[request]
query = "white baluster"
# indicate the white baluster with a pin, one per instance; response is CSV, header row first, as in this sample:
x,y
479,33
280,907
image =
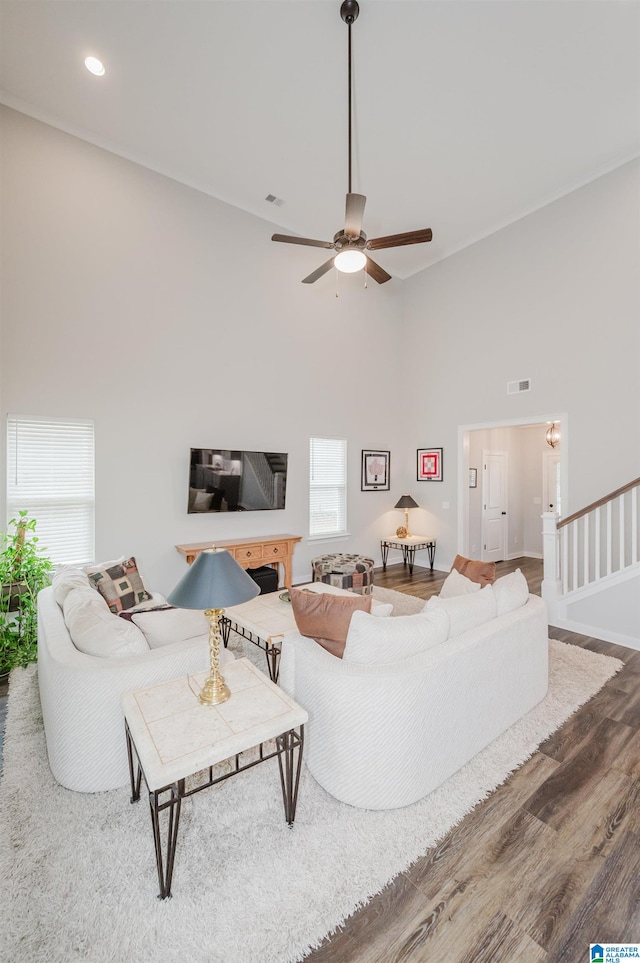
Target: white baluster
x,y
586,574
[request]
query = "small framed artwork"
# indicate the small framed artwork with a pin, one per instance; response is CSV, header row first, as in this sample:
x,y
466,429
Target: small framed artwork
x,y
375,471
429,464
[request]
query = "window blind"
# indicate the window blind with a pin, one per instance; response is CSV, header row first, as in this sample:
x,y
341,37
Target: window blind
x,y
50,474
327,486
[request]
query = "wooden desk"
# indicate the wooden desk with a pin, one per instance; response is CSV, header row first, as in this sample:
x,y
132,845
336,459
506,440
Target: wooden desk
x,y
271,550
408,546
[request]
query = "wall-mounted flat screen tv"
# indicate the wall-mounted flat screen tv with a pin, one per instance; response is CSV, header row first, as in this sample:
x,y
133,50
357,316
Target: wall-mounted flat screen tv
x,y
236,481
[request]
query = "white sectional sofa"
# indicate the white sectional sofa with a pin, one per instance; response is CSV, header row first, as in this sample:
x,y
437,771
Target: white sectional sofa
x,y
393,720
80,692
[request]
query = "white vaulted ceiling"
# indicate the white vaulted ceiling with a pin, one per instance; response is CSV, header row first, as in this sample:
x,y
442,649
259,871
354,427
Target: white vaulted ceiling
x,y
469,114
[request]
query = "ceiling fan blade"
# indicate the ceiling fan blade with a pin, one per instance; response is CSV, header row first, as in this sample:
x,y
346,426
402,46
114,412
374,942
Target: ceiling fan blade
x,y
399,240
307,241
376,272
318,272
354,214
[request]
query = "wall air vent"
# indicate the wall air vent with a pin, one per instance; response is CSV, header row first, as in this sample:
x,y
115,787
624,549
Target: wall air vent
x,y
515,387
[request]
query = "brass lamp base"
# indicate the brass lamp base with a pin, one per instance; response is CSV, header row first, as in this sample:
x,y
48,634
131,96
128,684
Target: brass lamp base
x,y
215,691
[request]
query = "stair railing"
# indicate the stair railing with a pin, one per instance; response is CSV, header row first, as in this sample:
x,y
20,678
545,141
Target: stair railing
x,y
592,544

== Task brief ==
Gather every line of the data above that contains the string "brass", and reproduce each of those lines in full. Treat uppercase and lowercase letters as distinct when matching.

== Response to this task ==
query = "brass lamp base"
# indicate the brass lamp base with a pin, one per instance; response is CSV, header row first, as in this sample:
Target: brass lamp base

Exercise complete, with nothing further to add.